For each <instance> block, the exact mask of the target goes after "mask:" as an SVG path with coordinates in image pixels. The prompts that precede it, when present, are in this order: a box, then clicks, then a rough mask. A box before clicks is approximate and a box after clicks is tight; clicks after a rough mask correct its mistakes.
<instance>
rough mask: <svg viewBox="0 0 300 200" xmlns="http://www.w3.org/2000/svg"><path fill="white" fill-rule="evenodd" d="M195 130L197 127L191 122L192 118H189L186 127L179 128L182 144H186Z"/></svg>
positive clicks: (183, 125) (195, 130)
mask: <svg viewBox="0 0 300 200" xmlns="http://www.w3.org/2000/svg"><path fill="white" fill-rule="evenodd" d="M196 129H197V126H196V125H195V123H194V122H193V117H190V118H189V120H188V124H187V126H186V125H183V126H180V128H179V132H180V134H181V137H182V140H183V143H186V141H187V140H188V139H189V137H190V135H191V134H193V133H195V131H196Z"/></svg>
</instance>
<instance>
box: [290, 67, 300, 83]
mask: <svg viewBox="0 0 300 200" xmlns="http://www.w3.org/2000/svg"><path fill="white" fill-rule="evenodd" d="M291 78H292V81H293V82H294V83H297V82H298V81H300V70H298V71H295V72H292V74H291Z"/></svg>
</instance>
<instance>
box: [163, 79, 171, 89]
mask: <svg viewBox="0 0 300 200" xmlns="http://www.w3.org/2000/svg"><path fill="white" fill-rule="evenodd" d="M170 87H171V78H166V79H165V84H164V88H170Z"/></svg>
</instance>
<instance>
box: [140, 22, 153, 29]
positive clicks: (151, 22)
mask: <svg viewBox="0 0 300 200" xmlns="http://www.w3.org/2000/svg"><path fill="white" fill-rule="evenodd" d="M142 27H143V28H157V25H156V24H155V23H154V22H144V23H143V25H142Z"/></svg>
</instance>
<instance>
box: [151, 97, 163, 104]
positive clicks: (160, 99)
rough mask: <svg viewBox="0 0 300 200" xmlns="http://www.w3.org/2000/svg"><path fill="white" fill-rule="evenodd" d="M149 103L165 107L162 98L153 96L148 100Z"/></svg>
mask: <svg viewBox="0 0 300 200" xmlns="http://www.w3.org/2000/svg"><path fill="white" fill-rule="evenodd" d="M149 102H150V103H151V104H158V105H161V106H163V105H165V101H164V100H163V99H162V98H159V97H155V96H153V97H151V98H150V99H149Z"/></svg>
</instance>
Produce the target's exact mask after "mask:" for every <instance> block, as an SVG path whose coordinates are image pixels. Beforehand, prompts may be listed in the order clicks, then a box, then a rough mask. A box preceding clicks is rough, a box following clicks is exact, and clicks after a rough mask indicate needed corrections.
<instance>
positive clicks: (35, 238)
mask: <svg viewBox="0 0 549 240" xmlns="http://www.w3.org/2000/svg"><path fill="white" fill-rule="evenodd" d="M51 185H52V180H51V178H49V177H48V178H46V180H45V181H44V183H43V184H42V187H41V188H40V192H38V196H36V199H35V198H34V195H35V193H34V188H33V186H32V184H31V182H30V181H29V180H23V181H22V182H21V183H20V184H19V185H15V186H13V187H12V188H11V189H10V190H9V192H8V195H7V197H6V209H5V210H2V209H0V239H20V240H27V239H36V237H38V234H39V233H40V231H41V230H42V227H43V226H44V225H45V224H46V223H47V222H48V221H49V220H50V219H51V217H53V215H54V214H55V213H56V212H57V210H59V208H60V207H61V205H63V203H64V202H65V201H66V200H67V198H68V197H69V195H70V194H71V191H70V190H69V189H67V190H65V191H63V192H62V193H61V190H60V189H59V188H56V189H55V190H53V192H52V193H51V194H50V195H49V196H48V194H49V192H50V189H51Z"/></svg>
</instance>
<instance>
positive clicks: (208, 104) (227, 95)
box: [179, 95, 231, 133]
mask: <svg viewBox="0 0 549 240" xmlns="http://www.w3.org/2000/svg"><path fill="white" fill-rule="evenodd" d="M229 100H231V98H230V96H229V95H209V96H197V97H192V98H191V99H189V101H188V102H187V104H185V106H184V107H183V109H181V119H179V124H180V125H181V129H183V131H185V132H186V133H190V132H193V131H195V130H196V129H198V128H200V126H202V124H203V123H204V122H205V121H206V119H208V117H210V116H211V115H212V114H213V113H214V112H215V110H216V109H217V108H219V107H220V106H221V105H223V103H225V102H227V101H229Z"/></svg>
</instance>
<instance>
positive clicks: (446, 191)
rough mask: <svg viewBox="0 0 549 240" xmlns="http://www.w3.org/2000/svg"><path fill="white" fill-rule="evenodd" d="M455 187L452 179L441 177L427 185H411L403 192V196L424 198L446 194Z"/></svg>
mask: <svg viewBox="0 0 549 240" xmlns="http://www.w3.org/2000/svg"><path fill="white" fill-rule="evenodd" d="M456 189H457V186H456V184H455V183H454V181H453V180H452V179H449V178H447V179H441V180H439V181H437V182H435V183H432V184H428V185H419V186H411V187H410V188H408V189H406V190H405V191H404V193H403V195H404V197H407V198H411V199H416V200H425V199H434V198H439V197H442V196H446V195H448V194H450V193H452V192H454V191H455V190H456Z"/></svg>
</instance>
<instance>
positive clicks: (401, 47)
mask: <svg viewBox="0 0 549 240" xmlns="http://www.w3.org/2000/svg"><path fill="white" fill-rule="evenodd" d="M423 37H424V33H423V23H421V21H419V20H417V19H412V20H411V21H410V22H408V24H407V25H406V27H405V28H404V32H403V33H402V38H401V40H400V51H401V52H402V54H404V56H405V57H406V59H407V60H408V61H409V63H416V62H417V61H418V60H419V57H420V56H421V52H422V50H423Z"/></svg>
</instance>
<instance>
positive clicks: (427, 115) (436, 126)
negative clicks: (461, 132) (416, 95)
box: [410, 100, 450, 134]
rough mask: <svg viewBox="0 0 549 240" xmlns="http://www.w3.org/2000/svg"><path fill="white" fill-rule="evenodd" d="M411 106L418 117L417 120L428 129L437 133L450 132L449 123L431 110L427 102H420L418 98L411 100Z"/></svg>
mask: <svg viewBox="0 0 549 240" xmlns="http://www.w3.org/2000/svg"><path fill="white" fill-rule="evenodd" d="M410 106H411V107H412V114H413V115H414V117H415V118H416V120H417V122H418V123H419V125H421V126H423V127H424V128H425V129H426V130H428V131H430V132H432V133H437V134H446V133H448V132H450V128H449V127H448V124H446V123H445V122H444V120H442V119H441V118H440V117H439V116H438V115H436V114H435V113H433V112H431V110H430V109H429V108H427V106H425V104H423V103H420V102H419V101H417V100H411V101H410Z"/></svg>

......

Required work: Everything in the listing should be written out exactly.

Answer to the problem:
For each <instance> block, the exact mask of the target goes after "mask:" as an SVG path with coordinates in image pixels. The prompts that precede it, when present, are in this order: a box, then clicks, then a rough mask. A box before clicks is approximate and a box after clicks is tight; clicks after a rough mask correct its mistakes.
<instance>
rough mask: <svg viewBox="0 0 300 200" xmlns="http://www.w3.org/2000/svg"><path fill="white" fill-rule="evenodd" d="M195 130L197 127L191 122L192 118H189L186 127L179 128L182 144H186Z"/></svg>
positive clicks: (183, 125) (195, 130)
mask: <svg viewBox="0 0 300 200" xmlns="http://www.w3.org/2000/svg"><path fill="white" fill-rule="evenodd" d="M196 129H197V126H196V125H195V123H194V122H193V117H190V118H189V120H188V124H187V126H186V125H183V126H180V128H179V132H180V134H181V137H182V140H183V143H186V141H187V140H188V139H189V137H190V135H191V134H193V133H195V131H196Z"/></svg>
</instance>
<instance>
box: [290, 67, 300, 83]
mask: <svg viewBox="0 0 300 200" xmlns="http://www.w3.org/2000/svg"><path fill="white" fill-rule="evenodd" d="M291 78H292V81H293V82H294V83H297V82H298V81H300V70H298V71H295V72H292V74H291Z"/></svg>
</instance>
<instance>
box: [163, 79, 171, 89]
mask: <svg viewBox="0 0 300 200" xmlns="http://www.w3.org/2000/svg"><path fill="white" fill-rule="evenodd" d="M170 87H171V78H166V79H165V84H164V88H170Z"/></svg>
</instance>
<instance>
box: [140, 22, 153, 29]
positive clicks: (151, 22)
mask: <svg viewBox="0 0 300 200" xmlns="http://www.w3.org/2000/svg"><path fill="white" fill-rule="evenodd" d="M142 27H143V28H157V25H156V24H155V23H154V22H144V23H143V25H142Z"/></svg>
</instance>
<instance>
box: [151, 97, 163, 104]
positive clicks: (160, 99)
rough mask: <svg viewBox="0 0 300 200" xmlns="http://www.w3.org/2000/svg"><path fill="white" fill-rule="evenodd" d="M149 103L165 107L162 98L153 96L148 100Z"/></svg>
mask: <svg viewBox="0 0 300 200" xmlns="http://www.w3.org/2000/svg"><path fill="white" fill-rule="evenodd" d="M149 102H150V103H151V104H158V105H161V106H163V105H165V101H164V100H163V99H162V98H159V97H155V96H153V97H151V98H150V99H149Z"/></svg>
</instance>
Produce the target's exact mask after "mask:" for every <instance> block, as an SVG path whose coordinates are image pixels. Beforehand, prompts may be listed in the order clicks, then a box, then a rough mask. A box preceding clicks is rough, a box following clicks is exact, and clicks after a rough mask indicate needed corrections.
<instance>
positive clicks: (35, 238)
mask: <svg viewBox="0 0 549 240" xmlns="http://www.w3.org/2000/svg"><path fill="white" fill-rule="evenodd" d="M51 185H52V180H51V178H49V177H48V178H46V180H45V181H44V183H43V184H42V187H41V188H40V192H38V196H36V199H35V198H34V195H35V193H34V188H33V186H32V184H31V182H30V181H29V180H23V181H22V182H21V183H20V184H19V185H15V186H13V187H12V188H11V189H10V190H9V192H8V195H7V197H6V209H5V210H2V209H0V239H20V240H27V239H36V237H38V234H39V233H40V231H41V230H42V227H43V226H44V225H45V224H46V223H47V222H48V221H49V220H50V219H51V217H53V215H54V214H55V213H56V212H57V210H59V208H60V207H61V205H63V203H64V202H65V201H66V200H67V198H68V197H69V195H70V194H71V191H70V190H69V189H67V190H65V191H63V192H62V193H61V190H60V189H59V188H56V189H55V190H53V192H52V193H51V194H50V195H49V196H48V194H49V192H50V189H51Z"/></svg>
</instance>
<instance>
positive clicks: (208, 104) (227, 95)
box: [179, 95, 231, 133]
mask: <svg viewBox="0 0 549 240" xmlns="http://www.w3.org/2000/svg"><path fill="white" fill-rule="evenodd" d="M229 100H231V98H230V96H229V95H209V96H197V97H192V98H191V99H189V101H188V102H187V104H185V106H184V107H183V109H181V119H179V124H180V125H181V129H183V131H185V132H186V133H190V132H193V131H195V130H196V129H198V128H200V126H202V124H203V123H204V122H205V121H206V119H208V117H210V116H211V115H212V114H213V113H214V112H215V110H216V109H217V108H219V107H220V106H221V105H223V103H225V102H227V101H229Z"/></svg>
</instance>
<instance>
positive clicks: (446, 191)
rough mask: <svg viewBox="0 0 549 240" xmlns="http://www.w3.org/2000/svg"><path fill="white" fill-rule="evenodd" d="M455 187L452 179L441 177L427 185H411L403 192V196L424 198L446 194Z"/></svg>
mask: <svg viewBox="0 0 549 240" xmlns="http://www.w3.org/2000/svg"><path fill="white" fill-rule="evenodd" d="M456 189H457V186H456V184H455V183H454V181H453V180H452V179H449V178H447V179H441V180H439V181H437V182H435V183H432V184H428V185H419V186H411V187H410V188H408V189H406V190H405V191H404V193H403V195H404V197H407V198H411V199H416V200H425V199H434V198H439V197H442V196H446V195H448V194H450V193H452V192H454V191H455V190H456Z"/></svg>
</instance>
<instance>
positive clicks: (401, 47)
mask: <svg viewBox="0 0 549 240" xmlns="http://www.w3.org/2000/svg"><path fill="white" fill-rule="evenodd" d="M423 37H424V33H423V23H421V21H419V20H417V19H412V20H411V21H410V22H408V24H407V25H406V27H405V28H404V32H403V33H402V38H401V40H400V51H401V52H402V54H404V56H405V57H406V59H407V60H408V61H409V63H416V62H417V61H418V60H419V57H420V56H421V52H422V50H423Z"/></svg>
</instance>
<instance>
positive clicks: (427, 115) (436, 126)
negative clicks: (461, 132) (416, 95)
box: [410, 100, 450, 134]
rough mask: <svg viewBox="0 0 549 240" xmlns="http://www.w3.org/2000/svg"><path fill="white" fill-rule="evenodd" d="M411 106L418 117L417 120L428 129L437 133L450 132L449 123L431 110L427 102H420L418 98L411 100Z"/></svg>
mask: <svg viewBox="0 0 549 240" xmlns="http://www.w3.org/2000/svg"><path fill="white" fill-rule="evenodd" d="M410 106H411V107H412V114H413V115H414V117H415V118H416V120H417V122H418V123H419V125H421V126H423V127H424V128H425V129H426V130H428V131H430V132H432V133H437V134H446V133H448V132H450V128H449V127H448V124H446V123H445V122H444V120H442V119H441V118H440V117H439V116H438V115H436V114H435V113H433V112H431V110H430V109H429V108H427V106H425V104H423V103H420V102H419V101H417V100H411V101H410Z"/></svg>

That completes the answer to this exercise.